BEGIN Data for the task

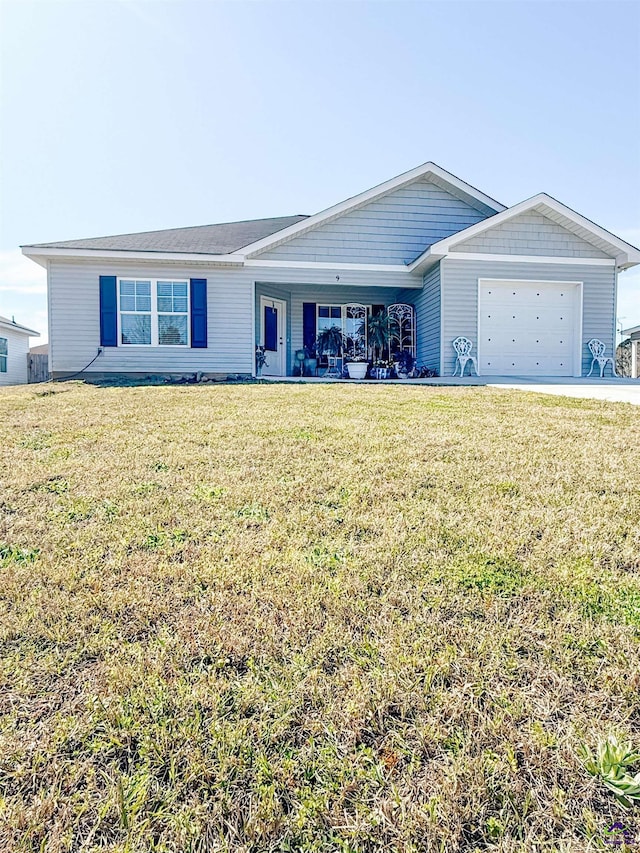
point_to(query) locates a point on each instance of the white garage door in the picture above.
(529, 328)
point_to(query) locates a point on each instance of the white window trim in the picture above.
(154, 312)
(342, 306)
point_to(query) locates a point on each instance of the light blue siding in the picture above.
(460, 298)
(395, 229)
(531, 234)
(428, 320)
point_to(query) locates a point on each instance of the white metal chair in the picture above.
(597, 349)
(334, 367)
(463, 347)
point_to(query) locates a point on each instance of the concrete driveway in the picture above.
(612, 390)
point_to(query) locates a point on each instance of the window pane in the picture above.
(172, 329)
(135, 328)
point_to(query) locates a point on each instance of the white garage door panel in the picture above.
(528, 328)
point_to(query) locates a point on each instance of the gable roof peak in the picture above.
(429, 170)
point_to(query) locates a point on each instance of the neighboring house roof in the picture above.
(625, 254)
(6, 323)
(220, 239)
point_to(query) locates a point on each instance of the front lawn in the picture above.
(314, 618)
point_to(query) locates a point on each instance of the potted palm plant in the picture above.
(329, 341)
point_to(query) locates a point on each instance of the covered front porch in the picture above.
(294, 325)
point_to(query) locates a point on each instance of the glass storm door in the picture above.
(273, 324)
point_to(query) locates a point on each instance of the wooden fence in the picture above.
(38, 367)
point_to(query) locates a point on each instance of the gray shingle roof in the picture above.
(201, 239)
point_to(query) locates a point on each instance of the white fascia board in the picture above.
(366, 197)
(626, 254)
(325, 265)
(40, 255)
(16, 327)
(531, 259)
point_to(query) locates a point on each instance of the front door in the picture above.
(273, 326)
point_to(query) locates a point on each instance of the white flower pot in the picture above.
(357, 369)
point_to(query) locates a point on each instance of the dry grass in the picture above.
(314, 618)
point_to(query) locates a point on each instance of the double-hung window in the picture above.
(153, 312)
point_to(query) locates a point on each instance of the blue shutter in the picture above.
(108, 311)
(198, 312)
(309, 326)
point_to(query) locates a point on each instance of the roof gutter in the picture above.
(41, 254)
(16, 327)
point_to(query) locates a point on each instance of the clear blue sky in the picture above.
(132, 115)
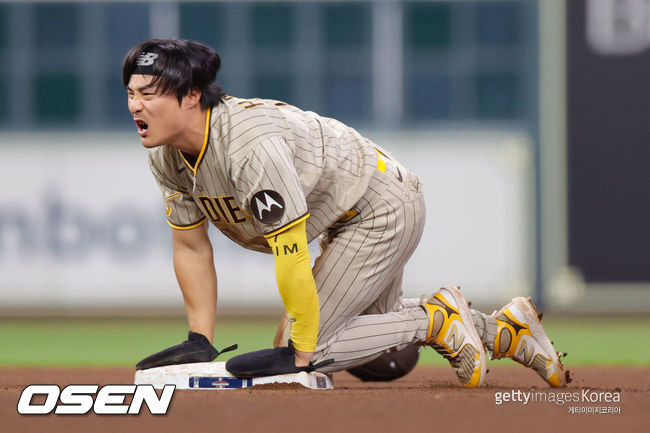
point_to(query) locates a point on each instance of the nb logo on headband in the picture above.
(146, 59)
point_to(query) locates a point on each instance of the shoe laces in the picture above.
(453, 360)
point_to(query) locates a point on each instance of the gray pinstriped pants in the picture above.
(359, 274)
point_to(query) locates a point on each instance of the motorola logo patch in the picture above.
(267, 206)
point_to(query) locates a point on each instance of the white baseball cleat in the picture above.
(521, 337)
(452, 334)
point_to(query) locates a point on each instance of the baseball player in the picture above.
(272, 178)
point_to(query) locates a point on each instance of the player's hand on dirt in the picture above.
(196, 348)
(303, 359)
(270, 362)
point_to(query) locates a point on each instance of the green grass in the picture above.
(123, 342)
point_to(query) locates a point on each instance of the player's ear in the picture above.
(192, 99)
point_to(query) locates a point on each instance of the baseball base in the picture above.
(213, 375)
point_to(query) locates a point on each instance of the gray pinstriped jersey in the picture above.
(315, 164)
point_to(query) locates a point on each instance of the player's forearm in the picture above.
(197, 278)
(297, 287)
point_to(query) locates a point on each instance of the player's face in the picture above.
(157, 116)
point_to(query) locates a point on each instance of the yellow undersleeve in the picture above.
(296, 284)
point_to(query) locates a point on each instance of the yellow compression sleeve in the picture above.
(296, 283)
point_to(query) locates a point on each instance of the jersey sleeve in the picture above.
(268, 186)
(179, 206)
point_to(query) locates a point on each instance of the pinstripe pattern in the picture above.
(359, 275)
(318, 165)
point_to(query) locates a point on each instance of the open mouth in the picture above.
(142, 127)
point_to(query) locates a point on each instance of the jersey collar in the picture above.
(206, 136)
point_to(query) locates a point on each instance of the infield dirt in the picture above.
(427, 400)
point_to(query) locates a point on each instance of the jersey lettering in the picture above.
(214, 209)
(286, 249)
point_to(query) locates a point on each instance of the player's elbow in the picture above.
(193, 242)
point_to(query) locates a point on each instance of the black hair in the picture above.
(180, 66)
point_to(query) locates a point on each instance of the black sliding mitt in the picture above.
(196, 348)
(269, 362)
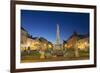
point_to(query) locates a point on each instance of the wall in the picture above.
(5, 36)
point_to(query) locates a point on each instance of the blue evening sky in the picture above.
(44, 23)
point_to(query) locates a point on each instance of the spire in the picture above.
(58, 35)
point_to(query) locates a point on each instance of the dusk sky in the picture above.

END Data for the task

▶ **What is expected**
Pictures are not part of the copy; output everything else in the records exactly.

▶ **Response to the task**
point_to(query) locates a point on each instance of the white garage door in the picture above.
(529, 328)
point_to(query) locates a point on each instance of the white window trim in the picture above.
(154, 312)
(342, 306)
point_to(query) locates a point on each instance of the light blue siding in the picture above.
(460, 298)
(395, 229)
(531, 234)
(428, 320)
point_to(query) locates a point on each instance of the white metal chair in the picture above.
(597, 349)
(334, 367)
(463, 347)
point_to(query) locates a point on each instance of the concrete driveway in the picture above.
(612, 390)
point_to(query) locates a point on each instance of the window pane in the picture above.
(172, 329)
(135, 328)
point_to(query) locates a point on each instance of the white garage door panel in the picture above.
(528, 328)
point_to(query) locates a point on each instance of the gable roof peak in the picture above.
(429, 170)
point_to(query) locates a point on each instance of the neighboring house roof in the picture above.
(625, 254)
(6, 323)
(220, 239)
point_to(query) locates a point on each instance of the front lawn in the picture above.
(314, 618)
point_to(query) locates a point on each instance of the potted palm plant in the picture above.
(329, 341)
point_to(query) locates a point on each instance of the covered front porch in the picture above.
(294, 325)
point_to(query) locates a point on each instance of the glass storm door in the picture above.
(273, 324)
point_to(query) locates a point on each instance of the wooden fence in the picture above.
(38, 367)
point_to(query) locates a point on each instance of the gray shingle roof in the picture above.
(201, 239)
point_to(query) locates a point on each instance of the white fascia board in the picture above.
(366, 197)
(626, 254)
(325, 265)
(40, 255)
(16, 327)
(531, 259)
point_to(query) locates a point on each instance of the front door in the picture above.
(273, 326)
point_to(query) locates a point on each instance of the white flower pot in the picture above.
(357, 369)
point_to(query) locates a point on each instance of the dry grass in the picture above.
(314, 618)
point_to(query) locates a point on each instance of the double-hung window in the picture above.
(153, 312)
point_to(query) locates a point on each instance of the blue shutter in the picture above.
(108, 311)
(198, 312)
(309, 326)
point_to(query) locates a point on each instance of the roof gutter in the picture above.
(41, 254)
(16, 327)
point_to(query) locates a point on each instance of the clear blue sky in the picture above.
(132, 115)
point_to(query) locates a point on each instance of the nb logo on headband in the picture above.
(146, 59)
point_to(query) locates a point on each instance of the shoe laces in the picture above.
(453, 360)
point_to(query) locates a point on each instance of the gray pinstriped pants in the picture above.
(359, 274)
point_to(query) locates a point on each instance of the motorola logo patch in the picture above.
(267, 206)
point_to(query) locates a point on each instance of the white baseball cleat in the picture above.
(521, 337)
(452, 334)
point_to(query) locates a point on each instance of the baseball player in the picture above.
(272, 178)
point_to(query) locates a point on each instance of the player's hand on dirt in the picture above.
(196, 348)
(303, 359)
(270, 362)
point_to(query) locates a point on each instance of the green grass in the picture above.
(123, 342)
point_to(query) locates a point on each instance of the player's ear in the picture above.
(192, 99)
point_to(query) locates a point on each instance of the baseball base in the picture above.
(213, 375)
point_to(query) locates a point on each instance of the gray pinstriped jersey in the picture above.
(315, 164)
point_to(query) locates a point on each instance of the player's forearm in the picture above.
(197, 278)
(297, 287)
point_to(query) locates a point on each instance of the player's face in the picture above.
(157, 116)
point_to(query) locates a point on each instance of the yellow undersleeve in the picture above.
(296, 284)
point_to(query) locates a point on each instance of the yellow compression sleeve in the picture above.
(296, 283)
point_to(query) locates a point on each instance of the jersey sleeve in the picture above.
(268, 186)
(179, 206)
point_to(query) locates a point on each instance of the pinstripe pattern in the picture above.
(359, 275)
(318, 165)
point_to(query) locates a point on each instance of the open mouth in the picture above.
(142, 127)
point_to(query) locates a point on each instance of the jersey collar in the picture above.
(206, 136)
point_to(query) locates a point on each instance of the infield dirt in the picture above.
(427, 400)
point_to(query) locates a point on each instance of the jersey lettering in the picture above.
(214, 209)
(286, 249)
point_to(query) locates a point on each instance of the player's elbow in the picture above.
(193, 242)
point_to(query) locates a point on each instance of the black hair in the picture above.
(180, 66)
point_to(query) locates a point on each instance of the black sliding mitt in the picture above.
(196, 348)
(269, 362)
point_to(query) locates a point on each instance of the wall in the picture above.
(5, 36)
point_to(query) locates a point on each instance of the blue evening sky in the picture above.
(44, 23)
point_to(query) locates a point on each instance of the spire in the picture above.
(58, 35)
point_to(query) locates a point on each instance of the dusk sky in the picture above.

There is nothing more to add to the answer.